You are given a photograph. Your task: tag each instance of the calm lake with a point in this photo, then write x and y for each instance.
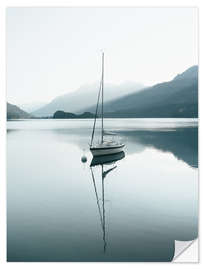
(129, 209)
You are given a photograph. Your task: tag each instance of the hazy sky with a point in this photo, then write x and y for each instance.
(51, 51)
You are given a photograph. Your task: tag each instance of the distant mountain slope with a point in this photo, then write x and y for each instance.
(86, 96)
(30, 107)
(176, 98)
(14, 112)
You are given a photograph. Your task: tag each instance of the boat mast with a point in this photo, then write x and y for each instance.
(102, 86)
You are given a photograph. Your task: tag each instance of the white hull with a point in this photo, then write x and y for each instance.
(106, 150)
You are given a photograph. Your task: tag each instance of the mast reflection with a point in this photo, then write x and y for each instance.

════════════════

■ Given exercise
Leave out the pictures and copy everything else in the records word for word.

■ Result of the exercise
You are given a photograph. Your task: tag each instance of the calm lake with a point in this photo, then write x and y for each instance.
(129, 209)
You are given a photograph. Your task: tag each instance of the hazy sky with a point in this photo, then write x and y for each instance.
(51, 51)
You are given a photograph. Your task: tag each instance of the distant mountain slope with a point in this photo, then write x and y for each instance.
(86, 96)
(30, 107)
(176, 98)
(14, 112)
You are given a photograph. Your task: tag each instance of the boat mast with a point in this photo, then write x and y for each instance.
(102, 86)
You are given a photograph. Your task: tag each instance of the white hull with a point in this photo, then write x and y for each instance.
(106, 150)
You are given a photograph. Your task: tag each instance of the mast reflection with a point in this photo, then write x and y for each instance.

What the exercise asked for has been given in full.